> **Instructions for the task**: Scan the records for the word "positive". Return each line where it is found.

[Extracted data entries]
-------------------------
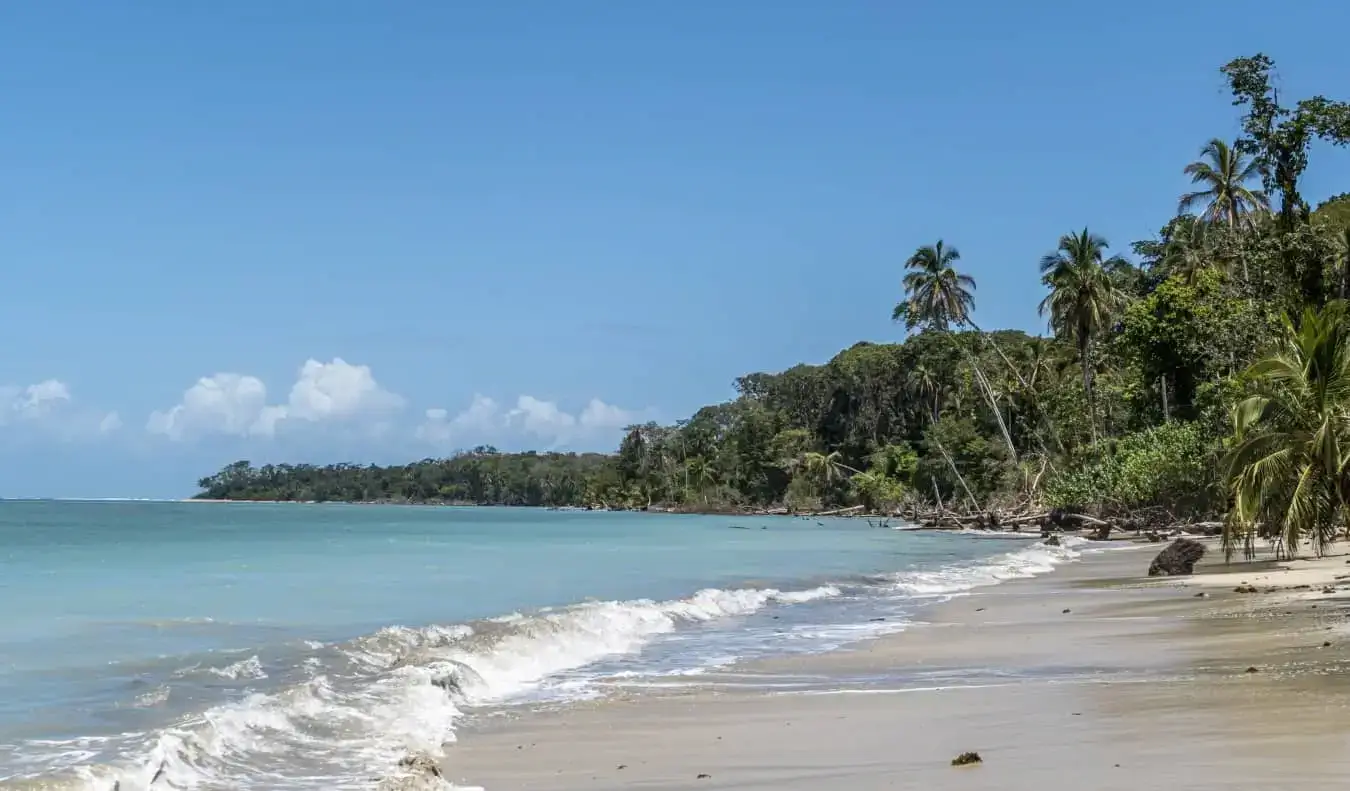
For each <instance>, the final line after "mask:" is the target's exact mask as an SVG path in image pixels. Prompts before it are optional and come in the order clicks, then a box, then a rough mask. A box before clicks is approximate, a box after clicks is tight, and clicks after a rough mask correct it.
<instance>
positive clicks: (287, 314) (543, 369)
mask: <svg viewBox="0 0 1350 791" xmlns="http://www.w3.org/2000/svg"><path fill="white" fill-rule="evenodd" d="M1287 5H1288V7H1281V8H1280V9H1278V13H1277V16H1278V19H1276V20H1272V8H1274V7H1272V5H1270V4H1269V3H1261V4H1257V3H1243V1H1226V3H1191V4H1177V3H1166V4H1164V3H1154V1H1142V3H1130V4H1083V3H1031V4H1027V3H1021V4H1006V3H972V1H961V0H950V1H946V3H923V4H917V3H895V1H860V0H840V1H836V3H822V1H818V0H817V1H810V3H807V1H792V0H786V1H780V3H772V4H771V3H761V1H748V0H742V1H728V3H682V4H656V3H621V1H607V3H599V1H595V0H566V1H559V0H551V1H544V0H521V1H517V3H450V1H431V0H428V1H390V3H365V1H356V0H347V1H339V0H335V1H332V3H324V4H312V3H274V1H263V0H236V1H232V3H178V1H169V0H148V1H146V0H142V1H138V3H124V1H116V0H108V1H105V3H69V1H58V0H53V1H50V3H41V4H22V5H15V7H11V8H8V9H7V12H5V22H4V24H3V26H0V103H3V107H4V113H3V116H0V117H3V119H4V120H3V123H0V274H3V278H0V333H3V336H4V337H5V343H4V352H3V355H0V398H7V400H8V413H7V414H8V417H5V418H4V420H3V421H0V422H3V425H0V495H7V497H15V495H63V497H70V495H94V497H111V495H142V497H151V495H158V497H173V495H185V494H190V493H192V491H193V482H194V479H196V478H197V476H200V475H205V474H208V472H211V471H213V470H215V468H217V467H219V466H220V464H223V463H225V462H229V460H232V459H236V458H250V459H254V460H284V459H305V460H343V459H352V460H378V462H390V460H402V459H408V458H421V456H425V455H437V454H444V452H448V451H450V449H452V448H455V447H464V445H472V444H477V443H479V441H491V443H495V444H498V445H501V447H506V448H520V447H574V448H609V447H612V445H613V443H614V441H616V439H617V432H618V427H620V425H621V424H622V422H624V421H626V420H630V418H633V420H636V418H645V417H652V418H659V420H667V421H670V420H675V418H678V417H683V416H687V414H688V413H690V412H693V410H694V409H697V408H698V406H699V405H702V404H707V402H714V401H721V400H724V398H726V397H728V395H730V394H732V389H730V382H732V379H733V378H734V377H737V375H740V374H744V373H748V371H755V370H779V369H783V367H787V366H791V364H794V363H796V362H802V360H809V362H821V360H825V359H828V358H829V356H830V355H833V354H834V352H836V351H838V350H840V348H842V347H845V346H849V344H850V343H853V342H856V340H860V339H871V340H888V339H895V337H898V336H899V335H900V333H899V331H898V328H896V327H894V325H891V324H890V321H888V317H890V312H891V306H892V305H894V302H895V300H896V296H898V289H899V277H900V275H899V267H900V262H903V259H904V258H906V256H907V255H909V252H910V251H913V248H914V247H915V246H918V244H922V243H929V242H933V240H936V239H937V238H940V236H941V238H944V239H946V240H948V243H950V244H954V246H957V247H958V248H960V250H961V252H963V256H964V258H963V261H964V263H965V266H967V269H968V270H969V271H971V273H972V274H973V275H975V277H976V278H977V281H979V292H977V320H979V321H980V323H981V324H983V325H984V327H1017V328H1025V329H1039V327H1041V321H1039V320H1038V319H1037V316H1035V304H1037V302H1038V300H1039V297H1041V293H1039V286H1038V281H1037V277H1035V262H1037V261H1038V258H1039V256H1041V255H1042V254H1044V252H1046V251H1048V250H1050V248H1052V247H1053V246H1054V242H1056V239H1057V238H1058V235H1060V234H1062V232H1065V231H1068V229H1072V228H1080V227H1083V225H1084V224H1088V225H1091V227H1092V228H1093V229H1095V231H1096V232H1100V234H1103V235H1106V236H1107V239H1110V240H1111V242H1112V243H1114V244H1115V246H1116V247H1119V248H1122V250H1127V244H1129V242H1130V240H1133V239H1139V238H1145V236H1149V235H1150V234H1153V232H1154V231H1156V229H1157V228H1158V227H1160V225H1161V224H1162V223H1164V221H1165V220H1166V217H1168V216H1169V215H1170V212H1172V211H1173V209H1174V200H1176V196H1177V194H1179V193H1180V192H1183V190H1184V189H1185V186H1187V184H1185V180H1184V177H1183V175H1181V173H1180V170H1181V166H1183V165H1185V162H1188V161H1191V159H1193V158H1195V155H1196V153H1197V151H1199V148H1200V146H1201V144H1203V143H1204V142H1206V140H1207V139H1208V138H1211V136H1215V135H1219V136H1230V138H1231V136H1233V135H1234V134H1235V132H1237V113H1235V112H1234V109H1233V108H1230V105H1228V99H1227V93H1226V90H1224V86H1223V82H1222V78H1220V76H1219V73H1218V67H1219V66H1220V65H1222V63H1223V62H1226V61H1228V59H1230V58H1233V57H1237V55H1241V54H1250V53H1254V51H1257V50H1264V51H1266V53H1268V54H1270V55H1272V57H1274V58H1276V61H1277V63H1278V66H1280V70H1281V80H1282V86H1284V90H1285V92H1287V96H1291V97H1299V96H1305V94H1309V93H1319V92H1320V93H1328V94H1332V96H1335V92H1336V90H1338V89H1345V86H1347V85H1350V61H1347V59H1346V58H1345V40H1346V39H1345V31H1346V30H1347V28H1350V8H1336V7H1335V4H1326V3H1320V4H1311V3H1308V4H1287ZM1197 31H1199V32H1197ZM1347 189H1350V155H1347V154H1346V153H1345V151H1339V150H1327V148H1318V150H1316V151H1315V154H1314V162H1312V167H1311V170H1309V173H1308V175H1307V185H1305V190H1304V192H1305V194H1307V196H1308V197H1309V200H1314V201H1315V200H1320V198H1322V197H1326V196H1327V194H1331V193H1336V192H1343V190H1347ZM311 360H313V362H311ZM427 410H433V412H432V413H431V416H429V417H428V412H427ZM436 410H443V412H436Z"/></svg>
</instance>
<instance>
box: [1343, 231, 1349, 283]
mask: <svg viewBox="0 0 1350 791" xmlns="http://www.w3.org/2000/svg"><path fill="white" fill-rule="evenodd" d="M1346 234H1350V231H1346ZM1347 242H1350V239H1347ZM1341 298H1342V300H1350V247H1347V248H1346V252H1345V255H1343V256H1342V258H1341Z"/></svg>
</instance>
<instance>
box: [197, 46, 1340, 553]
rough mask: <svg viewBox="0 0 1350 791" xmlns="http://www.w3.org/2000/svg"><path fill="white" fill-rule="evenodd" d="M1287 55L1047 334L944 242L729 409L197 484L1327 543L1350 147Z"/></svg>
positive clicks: (1101, 244) (408, 495)
mask: <svg viewBox="0 0 1350 791" xmlns="http://www.w3.org/2000/svg"><path fill="white" fill-rule="evenodd" d="M1273 70H1274V66H1273V63H1272V61H1270V59H1269V58H1266V57H1265V55H1255V57H1249V58H1238V59H1235V61H1233V62H1230V63H1227V65H1224V66H1223V67H1222V69H1220V73H1222V76H1223V80H1224V81H1226V82H1227V85H1228V88H1230V90H1231V93H1233V104H1234V107H1235V108H1237V111H1235V112H1237V113H1239V116H1241V128H1242V134H1241V136H1239V138H1238V139H1237V140H1231V142H1228V140H1223V139H1214V140H1210V142H1208V143H1206V144H1203V147H1201V146H1199V144H1197V150H1199V158H1197V159H1196V161H1195V162H1191V163H1185V162H1179V163H1177V169H1179V170H1180V171H1183V173H1184V174H1185V175H1188V177H1189V178H1191V181H1192V185H1193V192H1189V193H1187V194H1183V196H1177V198H1179V200H1177V213H1176V216H1172V217H1164V219H1161V221H1160V229H1158V232H1157V235H1156V236H1154V238H1152V239H1145V240H1139V242H1134V243H1133V244H1123V246H1120V244H1118V246H1112V244H1108V242H1107V240H1106V239H1104V238H1102V236H1100V235H1098V234H1096V232H1093V229H1092V228H1091V227H1088V228H1079V229H1072V231H1069V232H1066V234H1064V236H1061V238H1060V239H1058V240H1057V242H1056V240H1053V239H1048V240H1046V247H1048V248H1049V252H1048V254H1046V255H1045V256H1044V258H1042V259H1041V261H1039V262H1034V261H1029V262H1026V265H1027V271H1029V273H1034V271H1037V269H1034V267H1035V266H1037V263H1038V266H1039V269H1038V273H1039V277H1041V281H1042V283H1044V285H1045V289H1046V290H1045V298H1044V301H1042V302H1041V304H1039V312H1041V315H1042V316H1044V317H1045V320H1046V321H1048V325H1049V328H1050V335H1049V336H1046V337H1037V336H1029V335H1026V333H1022V332H1015V331H992V332H987V331H983V329H981V328H979V327H976V325H975V323H973V321H972V317H971V316H972V310H973V308H975V293H976V283H975V279H973V278H971V277H969V275H967V274H964V273H963V270H961V267H963V262H961V256H960V254H958V251H957V247H956V246H954V244H953V240H937V242H936V243H931V244H925V246H922V247H918V248H917V250H915V251H914V252H913V255H910V256H909V259H907V261H903V262H898V263H903V270H904V271H903V281H902V289H900V290H898V294H896V296H898V300H899V304H898V305H896V308H895V312H894V316H892V319H894V320H895V321H896V323H899V324H902V325H903V327H904V328H906V331H907V332H909V336H907V339H906V340H904V342H903V343H894V344H875V343H859V344H856V346H853V347H852V348H848V350H845V351H841V352H840V354H838V355H837V356H836V358H834V359H832V360H829V362H828V363H825V364H819V366H810V364H801V366H796V367H792V369H788V370H786V371H782V373H778V374H764V373H760V374H749V375H745V377H741V378H740V379H737V381H736V391H737V397H736V398H734V400H733V401H729V402H725V404H717V405H711V406H705V408H703V409H701V410H698V412H697V413H695V414H694V416H691V417H690V418H688V420H684V421H680V422H678V424H675V425H656V424H645V425H634V427H630V428H629V429H628V432H626V436H625V437H624V440H622V443H621V444H620V447H618V449H617V452H614V454H612V455H602V454H580V455H575V454H502V452H497V451H495V449H493V448H475V449H474V451H470V452H464V454H460V455H458V456H455V458H451V459H425V460H421V462H416V463H412V464H406V466H397V467H374V466H369V467H362V466H352V464H338V466H328V467H315V466H285V464H284V466H266V467H261V468H255V467H251V466H250V464H248V463H247V462H239V463H236V464H231V466H229V467H227V468H224V470H223V471H220V472H219V474H216V475H213V476H211V478H205V479H202V481H201V482H200V486H201V489H202V491H201V494H200V495H198V497H204V498H252V499H320V501H321V499H347V501H401V502H472V503H504V505H559V506H562V505H575V506H606V508H645V506H651V505H667V506H676V508H693V509H715V508H741V506H769V505H783V506H787V508H792V509H822V508H832V506H841V505H855V503H856V505H863V506H867V508H869V509H876V510H890V509H894V508H896V506H898V505H900V503H904V502H923V503H927V505H930V506H931V505H937V503H945V506H946V508H954V509H969V510H980V512H984V510H991V509H1000V510H1003V512H1008V510H1025V509H1027V508H1031V506H1037V508H1064V509H1080V510H1091V512H1095V513H1099V514H1100V513H1107V514H1110V513H1139V512H1146V510H1147V512H1154V513H1161V514H1165V516H1166V517H1168V518H1187V517H1196V516H1200V514H1214V516H1224V517H1226V522H1227V525H1228V529H1227V530H1226V536H1227V537H1228V545H1230V548H1233V547H1243V545H1250V540H1251V537H1253V536H1255V535H1269V536H1272V537H1276V539H1277V540H1278V539H1282V540H1284V541H1285V544H1284V545H1285V547H1292V545H1293V541H1296V540H1297V539H1300V537H1311V539H1312V540H1315V541H1318V545H1319V547H1320V545H1322V544H1320V543H1322V541H1324V540H1331V539H1332V537H1335V535H1338V532H1341V530H1343V529H1345V528H1346V520H1347V514H1350V509H1347V503H1350V336H1347V325H1350V321H1347V319H1346V308H1345V302H1342V300H1345V298H1346V297H1350V194H1342V196H1338V197H1332V198H1328V200H1326V201H1323V202H1320V205H1318V207H1316V208H1315V209H1314V208H1312V207H1309V204H1308V202H1307V201H1305V198H1304V197H1303V194H1301V192H1300V188H1301V184H1303V175H1304V171H1305V170H1307V167H1308V166H1309V165H1311V162H1309V153H1312V151H1314V150H1315V148H1314V144H1315V143H1318V142H1320V143H1331V144H1332V146H1345V144H1347V143H1350V104H1346V103H1341V101H1332V100H1327V99H1324V97H1320V96H1315V97H1311V99H1304V100H1300V101H1297V103H1295V104H1292V105H1291V104H1288V103H1287V101H1285V97H1284V96H1277V93H1276V90H1274V88H1273V85H1272V80H1273V77H1274V74H1273ZM1197 143H1199V142H1197ZM1322 150H1326V148H1324V147H1323V148H1322Z"/></svg>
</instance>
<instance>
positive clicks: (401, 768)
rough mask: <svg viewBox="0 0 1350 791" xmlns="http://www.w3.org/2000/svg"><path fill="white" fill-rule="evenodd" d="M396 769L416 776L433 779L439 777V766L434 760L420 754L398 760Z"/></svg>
mask: <svg viewBox="0 0 1350 791" xmlns="http://www.w3.org/2000/svg"><path fill="white" fill-rule="evenodd" d="M398 768H400V769H404V771H406V772H416V773H418V775H431V776H433V778H439V776H440V764H437V763H436V759H433V757H431V756H428V755H421V753H413V755H410V756H404V757H402V759H400V760H398Z"/></svg>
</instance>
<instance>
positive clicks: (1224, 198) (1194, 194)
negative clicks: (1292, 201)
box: [1177, 138, 1270, 228]
mask: <svg viewBox="0 0 1350 791" xmlns="http://www.w3.org/2000/svg"><path fill="white" fill-rule="evenodd" d="M1200 157H1201V158H1200V159H1197V161H1195V162H1192V163H1189V165H1187V166H1185V169H1184V170H1183V173H1185V174H1187V175H1189V177H1191V184H1192V185H1197V186H1200V188H1201V189H1197V190H1195V192H1188V193H1185V194H1184V196H1181V200H1180V201H1179V204H1177V212H1179V213H1183V215H1187V213H1189V212H1191V209H1193V208H1196V207H1197V205H1201V204H1203V205H1204V212H1203V213H1201V215H1200V217H1201V219H1203V220H1204V221H1207V223H1218V221H1220V220H1222V221H1226V223H1227V224H1228V225H1230V227H1234V228H1237V227H1238V225H1242V224H1247V223H1249V221H1250V217H1251V216H1253V215H1258V213H1265V212H1269V211H1270V201H1269V200H1268V198H1266V194H1265V193H1264V192H1261V190H1260V189H1251V188H1249V186H1247V182H1249V181H1251V180H1253V178H1260V177H1261V161H1260V159H1255V158H1251V157H1247V155H1245V154H1243V153H1242V151H1239V150H1238V148H1237V147H1234V146H1230V144H1228V143H1226V142H1223V140H1220V139H1218V138H1215V139H1212V140H1210V142H1208V143H1207V144H1206V146H1204V148H1201V150H1200Z"/></svg>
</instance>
-------------------------
> **Response for this exercise**:
positive clicks: (287, 314) (543, 369)
positive clicks: (1101, 244) (408, 495)
positive clicks: (401, 768)
positive clicks: (1224, 198) (1194, 194)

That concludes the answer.